** EXERCISE OBJECTIVE **
In the text below on cancer fatigue studies, rewrite the paragraph beginning "Persistent fatigue is a pernicious symptom" as a shorter summary that keeps its main facts.

** TEXT PROVIDED **
======

Frontiers in neurology [electronic resource].. 8:298, 2017.
Persistent fatigue is a pernicious symptom in many cancer survivors.
Existing treatments are limited or ineffective and often lack any
underlying biologic rationale. Acupressure is emerging as a promising new
intervention for persistent cancer-related fatigue; however, the
underlying mechanisms of action are unknown. Our previous investigations
suggested that fatigued breast cancer survivors have alterations in brain
neurochemistry within the posterior insula and disturbed functional
connectivity to the default mode network (DMN), as compared to
non-fatigued breast cancer survivors. Here, we investigated if insula and
DMN connectivity were modulated by self-administered acupressure by
randomizing breast cancer survivors (n=19) to two distinct treatments:
relaxing acupressure or stimulating acupressure. All participants
underwent proton magnetic resonance spectroscopy of the posterior insula
and functional connectivity magnetic resonance imaging at baseline and
immediately following 6weeks of acupressure self-treatment. As compared to
baseline measures, relaxing acupressure decreased posterior insula to
dorsolateral prefrontal cortex connectivity, whereas stimulating
acupressure enhanced this connectivity (p<0.05 corrected). For relaxing
but not stimulating acupressure, reduced connectivity was associated with
sleep improvement. In addition, connectivity of the DMN to the superior
colliculus was increased with relaxing acupressure and decreased with
stimulating acupressure, whereas DMN connectivity to the bilateral
pulvinar was increased with stimulating and decreased with relaxing
acupressure (p<0.05 corrected). These data suggest that self-administered
acupressure at different acupoints has specificity in relation to their
mechanisms of action in fatigued breast cancer survivors.
Ozdelikara A; Tan M.
The Effect of Reflexology on Chemotherapy-induced Nausea, Vomiting, and
Fatigue in Breast Cancer Patients.
Asiapacific Journal of Oncology Nursing. 4(3):241-249, 2017 Jul-Sep.
OBJECTIVE: Patients receiving chemotherapy struggle with the side effects
of this treatment. These side effects obligate the patients to use not
only the pharmacological methods but also non-pharmacological relaxing
methods. This study was conducted to determine the effect of reflexology
on chemotherapy-induced nausea, vomiting, and fatigue in breast cancer
METHODS: The study was conducted as a pretest-posttest experimental
design. The study was conducted with sixty patients, thirty as the control
and thirty as the experimental groups. A sociodemographic form, Rhodes
index of nausea, vomiting, and retching (INVR), and Brief Fatigue
Inventory (BFI) were used to collect the data. Analysis of variance,
t-test, percentage calculations, and Chi-square methods were used to
evaluate the data. The data obtained were assessed using the "Statistical
Package for Social Science 21.0" software.

======

** SUPPLIED INFORMATION **
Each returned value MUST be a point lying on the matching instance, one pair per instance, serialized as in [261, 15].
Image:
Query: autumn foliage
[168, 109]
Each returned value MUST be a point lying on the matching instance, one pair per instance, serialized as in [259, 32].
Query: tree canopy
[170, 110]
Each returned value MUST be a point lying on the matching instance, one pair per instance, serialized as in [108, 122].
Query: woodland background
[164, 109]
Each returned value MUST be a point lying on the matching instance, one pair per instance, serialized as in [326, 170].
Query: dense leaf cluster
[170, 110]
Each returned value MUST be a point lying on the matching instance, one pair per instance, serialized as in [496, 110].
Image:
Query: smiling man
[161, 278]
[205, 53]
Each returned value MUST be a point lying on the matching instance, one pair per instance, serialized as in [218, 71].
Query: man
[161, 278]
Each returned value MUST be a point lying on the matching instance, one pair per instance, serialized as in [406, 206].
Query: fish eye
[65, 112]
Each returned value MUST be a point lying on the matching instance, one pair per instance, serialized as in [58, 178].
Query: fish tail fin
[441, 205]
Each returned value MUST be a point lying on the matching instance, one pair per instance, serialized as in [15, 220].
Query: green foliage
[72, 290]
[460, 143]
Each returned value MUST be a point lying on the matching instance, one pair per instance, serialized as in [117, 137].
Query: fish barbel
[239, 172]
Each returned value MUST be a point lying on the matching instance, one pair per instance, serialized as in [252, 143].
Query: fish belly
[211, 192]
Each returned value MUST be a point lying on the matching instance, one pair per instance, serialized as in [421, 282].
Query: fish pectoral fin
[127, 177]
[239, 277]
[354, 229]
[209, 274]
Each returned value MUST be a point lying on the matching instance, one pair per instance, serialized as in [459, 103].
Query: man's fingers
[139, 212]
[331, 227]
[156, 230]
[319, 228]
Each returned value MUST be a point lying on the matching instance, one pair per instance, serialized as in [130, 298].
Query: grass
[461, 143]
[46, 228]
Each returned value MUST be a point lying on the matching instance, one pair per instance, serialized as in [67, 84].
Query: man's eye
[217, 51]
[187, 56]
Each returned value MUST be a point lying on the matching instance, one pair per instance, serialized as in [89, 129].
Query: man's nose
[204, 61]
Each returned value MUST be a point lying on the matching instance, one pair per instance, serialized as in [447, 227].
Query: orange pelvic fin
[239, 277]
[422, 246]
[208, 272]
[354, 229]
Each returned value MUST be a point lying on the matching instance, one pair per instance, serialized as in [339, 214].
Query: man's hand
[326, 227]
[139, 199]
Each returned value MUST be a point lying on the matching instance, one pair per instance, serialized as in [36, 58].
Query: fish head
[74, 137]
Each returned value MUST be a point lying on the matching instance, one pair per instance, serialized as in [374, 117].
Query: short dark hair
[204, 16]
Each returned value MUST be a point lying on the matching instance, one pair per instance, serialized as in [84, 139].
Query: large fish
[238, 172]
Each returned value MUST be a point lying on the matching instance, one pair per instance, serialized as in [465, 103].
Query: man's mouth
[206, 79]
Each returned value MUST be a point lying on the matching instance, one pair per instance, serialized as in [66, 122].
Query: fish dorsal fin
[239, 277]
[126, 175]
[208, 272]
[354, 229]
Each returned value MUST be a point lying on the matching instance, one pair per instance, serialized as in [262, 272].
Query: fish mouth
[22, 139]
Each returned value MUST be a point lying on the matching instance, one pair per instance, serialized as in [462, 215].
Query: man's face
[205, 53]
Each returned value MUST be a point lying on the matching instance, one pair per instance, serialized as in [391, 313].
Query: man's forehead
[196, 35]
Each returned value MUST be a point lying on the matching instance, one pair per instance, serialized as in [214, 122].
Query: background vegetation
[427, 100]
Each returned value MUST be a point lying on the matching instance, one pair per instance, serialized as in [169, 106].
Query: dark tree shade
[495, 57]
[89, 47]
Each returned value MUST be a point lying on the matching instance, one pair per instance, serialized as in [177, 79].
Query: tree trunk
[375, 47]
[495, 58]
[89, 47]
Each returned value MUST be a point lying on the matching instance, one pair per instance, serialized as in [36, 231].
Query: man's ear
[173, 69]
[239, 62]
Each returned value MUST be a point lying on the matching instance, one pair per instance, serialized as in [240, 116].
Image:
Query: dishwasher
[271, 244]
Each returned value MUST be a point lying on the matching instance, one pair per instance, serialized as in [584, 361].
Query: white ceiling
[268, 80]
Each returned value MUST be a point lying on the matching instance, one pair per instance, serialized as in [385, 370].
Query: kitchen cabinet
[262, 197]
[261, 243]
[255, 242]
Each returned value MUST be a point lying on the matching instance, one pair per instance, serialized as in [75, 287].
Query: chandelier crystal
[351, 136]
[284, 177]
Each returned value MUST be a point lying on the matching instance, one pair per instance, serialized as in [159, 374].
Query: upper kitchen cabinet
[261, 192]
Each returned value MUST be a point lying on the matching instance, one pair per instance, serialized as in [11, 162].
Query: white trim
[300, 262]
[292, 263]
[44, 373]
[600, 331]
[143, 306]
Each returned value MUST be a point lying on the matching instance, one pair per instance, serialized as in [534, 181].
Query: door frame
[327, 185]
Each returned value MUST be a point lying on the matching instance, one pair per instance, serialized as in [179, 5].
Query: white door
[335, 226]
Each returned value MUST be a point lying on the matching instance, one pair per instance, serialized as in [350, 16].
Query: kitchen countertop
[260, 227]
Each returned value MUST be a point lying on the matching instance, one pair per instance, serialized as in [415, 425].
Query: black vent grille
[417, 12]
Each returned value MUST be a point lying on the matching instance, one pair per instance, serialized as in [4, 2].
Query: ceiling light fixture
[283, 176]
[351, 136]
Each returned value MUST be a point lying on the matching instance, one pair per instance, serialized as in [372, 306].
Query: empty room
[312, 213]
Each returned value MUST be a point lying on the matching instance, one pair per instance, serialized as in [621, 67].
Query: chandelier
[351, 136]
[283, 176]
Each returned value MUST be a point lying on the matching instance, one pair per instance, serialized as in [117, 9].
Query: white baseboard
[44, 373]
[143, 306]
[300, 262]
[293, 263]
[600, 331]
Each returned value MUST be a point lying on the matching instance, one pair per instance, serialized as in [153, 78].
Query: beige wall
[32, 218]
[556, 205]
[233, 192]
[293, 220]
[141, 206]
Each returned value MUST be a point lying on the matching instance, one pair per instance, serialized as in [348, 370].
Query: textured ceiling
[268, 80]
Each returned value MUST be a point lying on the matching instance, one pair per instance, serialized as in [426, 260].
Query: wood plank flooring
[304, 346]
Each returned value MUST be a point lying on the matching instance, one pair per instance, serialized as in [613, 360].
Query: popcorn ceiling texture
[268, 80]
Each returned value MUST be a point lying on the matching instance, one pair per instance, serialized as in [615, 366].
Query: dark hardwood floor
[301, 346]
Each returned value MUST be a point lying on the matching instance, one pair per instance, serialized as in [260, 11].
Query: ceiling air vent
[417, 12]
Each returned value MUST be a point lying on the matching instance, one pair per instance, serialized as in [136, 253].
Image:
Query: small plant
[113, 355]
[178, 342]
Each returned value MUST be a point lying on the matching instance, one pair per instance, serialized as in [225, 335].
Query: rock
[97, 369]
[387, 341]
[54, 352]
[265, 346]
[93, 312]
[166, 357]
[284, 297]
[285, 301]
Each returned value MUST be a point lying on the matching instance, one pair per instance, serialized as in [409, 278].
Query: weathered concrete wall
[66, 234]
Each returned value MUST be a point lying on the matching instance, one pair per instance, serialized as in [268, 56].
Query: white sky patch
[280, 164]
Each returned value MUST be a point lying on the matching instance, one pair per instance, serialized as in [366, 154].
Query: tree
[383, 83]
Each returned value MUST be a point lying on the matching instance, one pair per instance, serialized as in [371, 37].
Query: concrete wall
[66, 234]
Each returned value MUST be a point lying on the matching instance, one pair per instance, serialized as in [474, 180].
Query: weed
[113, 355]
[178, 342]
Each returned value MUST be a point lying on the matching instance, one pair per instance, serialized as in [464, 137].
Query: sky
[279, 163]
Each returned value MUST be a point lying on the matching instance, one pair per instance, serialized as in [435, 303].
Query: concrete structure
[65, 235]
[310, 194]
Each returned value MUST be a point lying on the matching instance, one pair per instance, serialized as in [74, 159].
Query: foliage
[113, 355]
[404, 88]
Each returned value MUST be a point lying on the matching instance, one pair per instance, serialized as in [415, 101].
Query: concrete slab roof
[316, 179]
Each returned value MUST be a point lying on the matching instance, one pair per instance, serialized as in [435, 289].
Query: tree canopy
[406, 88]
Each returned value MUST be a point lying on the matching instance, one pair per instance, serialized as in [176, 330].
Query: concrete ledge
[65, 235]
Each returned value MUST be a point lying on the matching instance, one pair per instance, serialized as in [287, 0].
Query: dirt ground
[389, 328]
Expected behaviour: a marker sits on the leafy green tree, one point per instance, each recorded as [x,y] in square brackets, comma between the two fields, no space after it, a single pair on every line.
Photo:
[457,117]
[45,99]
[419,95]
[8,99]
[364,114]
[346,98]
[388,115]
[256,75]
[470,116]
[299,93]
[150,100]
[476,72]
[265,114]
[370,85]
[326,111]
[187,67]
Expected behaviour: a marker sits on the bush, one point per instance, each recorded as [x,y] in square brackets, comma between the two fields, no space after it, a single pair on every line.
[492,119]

======

** ANSWER TO THE PROBLEM **
Persistent fatigue troubles many cancer survivors, and current treatments are limited or ineffective. Acupressure shows promise, but how it works is unknown. Earlier work found that fatigued breast cancer survivors, compared with non-fatigued ones, had altered brain chemistry in the posterior insula and disturbed connectivity to the default mode network (DMN). In this study, 19 breast cancer survivors were randomly assigned to self-administered relaxing or stimulating acupressure. They had brain scans of the posterior insula and of functional connectivity before treatment and right after 6 weeks of it. Relaxing acupressure lowered connectivity between the posterior insula and the dorsolateral prefrontal cortex, and stimulating acupressure raised it. Only with relaxing acupressure was the lower connectivity linked to better sleep. DMN connectivity to the superior colliculus rose with relaxing acupressure and fell with stimulating acupressure. DMN connectivity to the bilateral pulvinar did the opposite. The results suggest that acupressure at different points works through distinct mechanisms in fatigued breast cancer survivors.